## Given problem:
Count the lines in the records below that contain the string "cloud", with uppercase and lowercase letters treated as distinct. Give only the number.

## Data extract:
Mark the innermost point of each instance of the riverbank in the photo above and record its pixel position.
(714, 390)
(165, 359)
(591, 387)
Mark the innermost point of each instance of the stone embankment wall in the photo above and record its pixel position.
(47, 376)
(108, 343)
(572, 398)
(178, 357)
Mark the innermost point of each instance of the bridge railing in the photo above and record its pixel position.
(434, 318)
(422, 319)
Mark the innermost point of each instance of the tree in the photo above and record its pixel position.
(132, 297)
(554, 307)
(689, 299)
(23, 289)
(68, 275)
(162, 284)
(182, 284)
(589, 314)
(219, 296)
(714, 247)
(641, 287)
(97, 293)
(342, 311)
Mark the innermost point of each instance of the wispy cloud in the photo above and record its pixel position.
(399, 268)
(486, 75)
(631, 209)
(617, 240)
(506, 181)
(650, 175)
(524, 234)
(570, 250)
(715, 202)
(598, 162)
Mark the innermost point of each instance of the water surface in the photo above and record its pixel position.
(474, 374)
...
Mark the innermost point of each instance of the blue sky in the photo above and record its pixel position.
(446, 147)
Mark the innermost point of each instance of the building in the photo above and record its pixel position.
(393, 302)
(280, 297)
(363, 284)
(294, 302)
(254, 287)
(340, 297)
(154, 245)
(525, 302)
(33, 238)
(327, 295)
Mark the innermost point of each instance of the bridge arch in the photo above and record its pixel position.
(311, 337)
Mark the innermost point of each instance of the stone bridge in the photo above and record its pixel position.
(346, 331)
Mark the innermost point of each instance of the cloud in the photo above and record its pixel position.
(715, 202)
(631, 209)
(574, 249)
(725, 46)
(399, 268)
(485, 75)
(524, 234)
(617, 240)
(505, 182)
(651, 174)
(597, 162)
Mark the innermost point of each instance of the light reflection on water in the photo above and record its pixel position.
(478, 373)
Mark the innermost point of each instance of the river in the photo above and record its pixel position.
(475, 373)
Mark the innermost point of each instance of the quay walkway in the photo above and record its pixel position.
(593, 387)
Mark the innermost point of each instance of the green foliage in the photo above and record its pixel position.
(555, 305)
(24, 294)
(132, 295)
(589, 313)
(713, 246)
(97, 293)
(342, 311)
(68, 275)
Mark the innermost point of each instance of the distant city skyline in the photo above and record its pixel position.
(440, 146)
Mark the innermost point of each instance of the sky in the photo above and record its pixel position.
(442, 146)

## Solution for this task:
2